--- Data to process ---
-------
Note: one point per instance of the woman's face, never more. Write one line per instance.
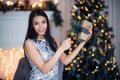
(40, 25)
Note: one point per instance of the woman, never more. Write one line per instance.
(43, 51)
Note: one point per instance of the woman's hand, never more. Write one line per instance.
(90, 34)
(66, 44)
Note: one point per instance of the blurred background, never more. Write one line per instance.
(98, 59)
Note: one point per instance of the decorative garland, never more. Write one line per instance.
(46, 5)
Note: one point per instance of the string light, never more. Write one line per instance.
(8, 62)
(75, 7)
(79, 17)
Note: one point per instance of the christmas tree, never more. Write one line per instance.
(96, 60)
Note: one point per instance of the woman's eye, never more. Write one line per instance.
(43, 21)
(35, 23)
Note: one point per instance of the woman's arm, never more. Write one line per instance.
(45, 66)
(66, 59)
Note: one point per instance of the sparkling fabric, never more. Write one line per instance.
(45, 51)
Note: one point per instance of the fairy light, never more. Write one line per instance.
(34, 4)
(75, 45)
(79, 17)
(86, 8)
(72, 33)
(8, 62)
(69, 52)
(78, 65)
(78, 58)
(40, 4)
(89, 15)
(106, 33)
(74, 61)
(81, 2)
(101, 35)
(92, 1)
(96, 6)
(71, 64)
(93, 55)
(75, 7)
(73, 14)
(78, 70)
(94, 25)
(82, 7)
(100, 17)
(72, 41)
(8, 2)
(105, 41)
(1, 0)
(102, 31)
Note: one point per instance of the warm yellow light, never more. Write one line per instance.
(81, 2)
(75, 45)
(72, 41)
(106, 33)
(79, 17)
(92, 1)
(105, 41)
(84, 49)
(78, 70)
(72, 33)
(93, 72)
(40, 4)
(70, 49)
(101, 35)
(86, 17)
(75, 7)
(1, 0)
(86, 74)
(100, 17)
(89, 15)
(74, 61)
(86, 8)
(93, 54)
(97, 67)
(34, 5)
(81, 61)
(71, 64)
(82, 7)
(94, 21)
(69, 52)
(8, 3)
(107, 62)
(19, 2)
(102, 31)
(73, 14)
(78, 58)
(8, 62)
(78, 65)
(96, 6)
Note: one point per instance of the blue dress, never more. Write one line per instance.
(45, 51)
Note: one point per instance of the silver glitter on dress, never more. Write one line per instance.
(45, 51)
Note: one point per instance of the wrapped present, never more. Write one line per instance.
(84, 30)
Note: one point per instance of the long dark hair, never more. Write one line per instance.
(31, 34)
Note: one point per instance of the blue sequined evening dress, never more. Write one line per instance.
(45, 51)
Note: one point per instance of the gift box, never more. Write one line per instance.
(84, 30)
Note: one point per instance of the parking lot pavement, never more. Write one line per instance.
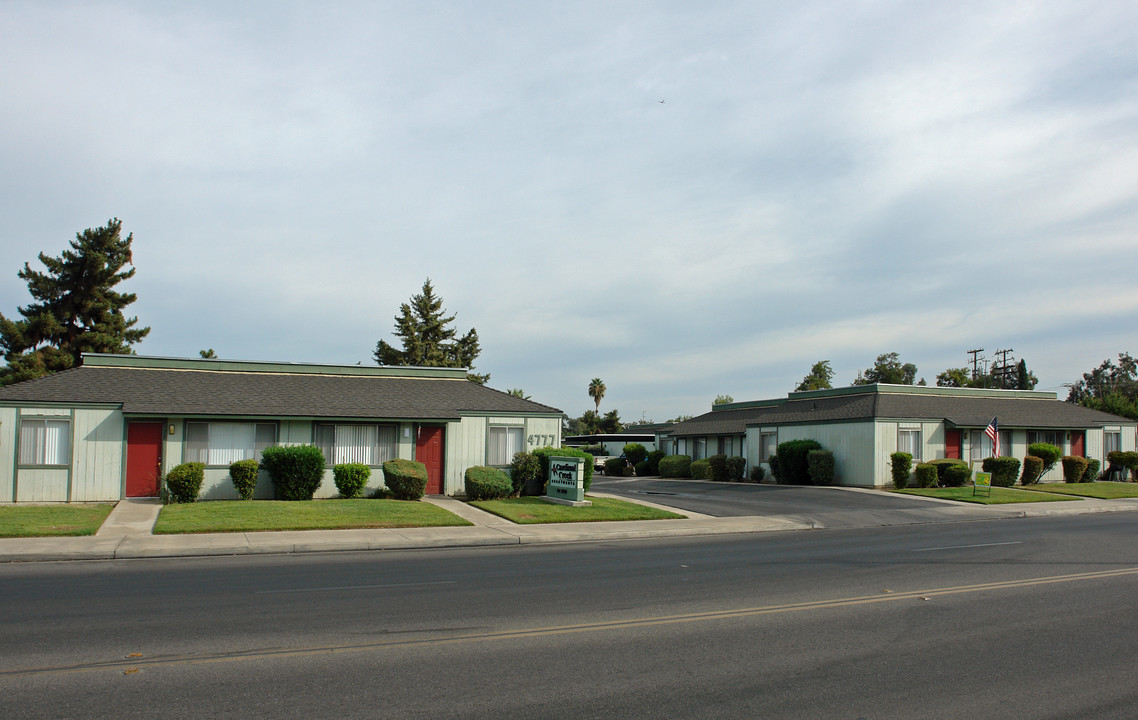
(827, 505)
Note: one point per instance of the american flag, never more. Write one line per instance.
(992, 431)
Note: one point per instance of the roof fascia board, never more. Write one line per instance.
(882, 388)
(105, 360)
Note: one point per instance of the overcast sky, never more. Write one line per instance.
(684, 199)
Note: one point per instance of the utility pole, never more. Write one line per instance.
(1002, 370)
(975, 362)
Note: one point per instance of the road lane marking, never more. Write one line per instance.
(957, 547)
(554, 630)
(356, 587)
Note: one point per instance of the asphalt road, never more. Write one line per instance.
(732, 499)
(1029, 618)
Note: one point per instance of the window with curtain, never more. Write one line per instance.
(44, 441)
(365, 444)
(504, 441)
(908, 440)
(699, 448)
(225, 443)
(1112, 441)
(768, 446)
(1052, 437)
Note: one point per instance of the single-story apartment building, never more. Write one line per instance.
(115, 425)
(864, 424)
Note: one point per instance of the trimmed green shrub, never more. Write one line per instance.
(183, 482)
(1091, 473)
(1129, 460)
(736, 466)
(1032, 468)
(676, 466)
(405, 479)
(1047, 453)
(925, 476)
(526, 471)
(942, 464)
(615, 466)
(351, 479)
(486, 483)
(821, 466)
(717, 468)
(635, 453)
(957, 476)
(901, 465)
(1073, 468)
(1003, 469)
(297, 470)
(544, 454)
(244, 474)
(792, 468)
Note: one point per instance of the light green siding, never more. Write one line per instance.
(7, 454)
(851, 443)
(97, 456)
(38, 485)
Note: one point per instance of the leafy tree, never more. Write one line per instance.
(1110, 388)
(819, 378)
(428, 341)
(75, 307)
(596, 391)
(888, 369)
(611, 422)
(955, 378)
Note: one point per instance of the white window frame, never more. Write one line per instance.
(699, 448)
(767, 452)
(1110, 446)
(913, 445)
(227, 441)
(44, 441)
(1058, 436)
(367, 444)
(503, 443)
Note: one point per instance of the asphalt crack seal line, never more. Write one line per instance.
(592, 627)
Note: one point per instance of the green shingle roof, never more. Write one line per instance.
(279, 394)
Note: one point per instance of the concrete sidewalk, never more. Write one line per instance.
(128, 530)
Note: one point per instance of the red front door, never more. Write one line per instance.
(143, 458)
(953, 444)
(429, 452)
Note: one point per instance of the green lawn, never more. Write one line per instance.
(25, 521)
(998, 495)
(1102, 490)
(534, 510)
(330, 514)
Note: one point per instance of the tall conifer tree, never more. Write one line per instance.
(428, 340)
(75, 308)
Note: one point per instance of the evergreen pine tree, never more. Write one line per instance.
(428, 340)
(75, 307)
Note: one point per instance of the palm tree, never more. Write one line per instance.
(596, 391)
-------
--- Problem ---
Without including any picture, print every record exactly as written above.

--- Output for this task ---
Note: one point per instance of the woman's face, never more. Write one line per instance.
(40, 25)
Note: one point per instance of the woman, never more. Write one line per instance.
(43, 51)
Note: one point per instance of the woman's hand, never more. Write one line per instance.
(90, 34)
(66, 44)
Note: one point per instance of the blurred background, never more. Write one line per instance.
(98, 59)
Note: one point per instance of the decorative garland, never more. Write one line per instance.
(46, 5)
Note: one point per instance of the string light, never more. Write one line per instance.
(8, 62)
(75, 7)
(79, 17)
Note: one point per instance of the christmas tree, never more. Write one line per instance.
(96, 60)
Note: one point per instance of the woman's eye, never more. Write one line per instance.
(43, 21)
(35, 23)
Note: one point per instance of the woman's arm, never more. Write one line per instance.
(45, 66)
(66, 59)
Note: one point per instance of the sparkling fabric, never more. Write one line per instance.
(45, 51)
Note: one point per instance of the fairy light, never more. Write one line per instance.
(34, 4)
(75, 45)
(79, 17)
(86, 8)
(72, 33)
(8, 62)
(69, 52)
(78, 65)
(78, 58)
(40, 4)
(89, 15)
(106, 33)
(74, 61)
(81, 2)
(101, 35)
(92, 1)
(96, 6)
(71, 64)
(93, 55)
(75, 7)
(73, 14)
(78, 70)
(94, 25)
(82, 7)
(100, 17)
(72, 41)
(8, 2)
(105, 41)
(1, 0)
(102, 31)
Note: one point per instance of the warm yellow light, never more. Write one line per instance.
(81, 2)
(75, 45)
(72, 41)
(106, 33)
(79, 17)
(92, 1)
(105, 41)
(84, 49)
(78, 70)
(72, 33)
(93, 72)
(40, 4)
(70, 49)
(101, 35)
(86, 17)
(75, 7)
(1, 0)
(86, 74)
(100, 17)
(89, 15)
(74, 61)
(86, 8)
(93, 54)
(97, 67)
(34, 5)
(81, 61)
(71, 64)
(82, 7)
(94, 21)
(69, 52)
(8, 3)
(107, 62)
(19, 2)
(102, 31)
(73, 14)
(78, 58)
(8, 62)
(78, 65)
(96, 6)
Note: one point per instance of the blue dress, never more. Write one line per instance.
(45, 51)
Note: one point per instance of the silver glitter on dress, never more. Write one line per instance.
(45, 51)
Note: one point per instance of the wrapped present, never more. Write one line per instance.
(84, 30)
Note: one point per instance of the long dark hair, never more. Write one line per instance.
(31, 34)
Note: one point per instance of the blue sequined evening dress, never more. Write one line per instance.
(45, 51)
Note: one point per instance of the gift box, never more. Write one line per instance.
(84, 30)
Note: one point per instance of the parking lot pavement, never more. Write one line per instance.
(827, 505)
Note: one point per instance of the american flag, never more. Write one line per instance.
(992, 431)
Note: one point per instance of the roof fascia board, never more. Write one line per instance.
(882, 388)
(105, 360)
Note: one point per instance of the overcast sky, never more. Write one line per instance.
(684, 199)
Note: one point per instance of the utility pole, never more. Write one line per instance.
(1002, 370)
(975, 362)
Note: one point per instance of the road lane marking, never more. Write one line per instance.
(957, 547)
(554, 630)
(356, 587)
Note: one point per instance of the asphalt road, never more. Write one line per instance.
(732, 499)
(1029, 618)
Note: one point per instance of the window with curtain, never more. Write one line per instance.
(44, 441)
(365, 444)
(504, 441)
(908, 440)
(699, 448)
(225, 443)
(1112, 441)
(768, 446)
(1052, 437)
Note: one point per instance of the single-story apartment building, never more. Write one line per instance.
(115, 425)
(864, 424)
Note: one point per instance of the trimmed green shrub, never more. Write one line per instance.
(183, 482)
(1091, 473)
(1129, 460)
(736, 466)
(1032, 468)
(676, 466)
(405, 479)
(1047, 453)
(925, 476)
(526, 471)
(942, 464)
(615, 466)
(351, 479)
(486, 483)
(821, 466)
(717, 468)
(635, 453)
(957, 476)
(901, 465)
(1073, 468)
(1003, 469)
(297, 470)
(544, 454)
(244, 474)
(792, 468)
Note: one point per instance of the light green siding, never more. Write one line per instance.
(7, 454)
(851, 443)
(97, 456)
(38, 485)
Note: one point per instance of the leafy tree, never more. Write one line per instance.
(1110, 388)
(819, 378)
(428, 341)
(75, 307)
(596, 391)
(888, 369)
(611, 422)
(955, 378)
Note: one point per instance of the white window frame, never more. Write one line per instance.
(699, 448)
(767, 452)
(1110, 446)
(913, 445)
(227, 441)
(44, 441)
(1058, 436)
(367, 444)
(503, 443)
Note: one point per instance of the asphalt crack seal line, never more. Write one line per instance.
(592, 627)
Note: one point per instance of the green shingle roof, never more. Write one line per instance.
(279, 394)
Note: one point per instance of the concrete sidewalk, never more. Write one line per instance.
(128, 530)
Note: one point per instance of the red front door, never more. Write one line per instance.
(143, 458)
(953, 444)
(429, 452)
Note: one point per instance of the green lawn, never more. Write one line per instance.
(25, 521)
(998, 495)
(1102, 490)
(534, 510)
(330, 514)
Note: one point per instance of the tall conifer tree, never more. Write one line per instance.
(428, 340)
(75, 308)
Note: one point per instance of the evergreen pine tree, never more. Write one line per instance.
(428, 340)
(75, 307)
Note: one point per instance of the palm tree, never more. Write one line per instance.
(596, 391)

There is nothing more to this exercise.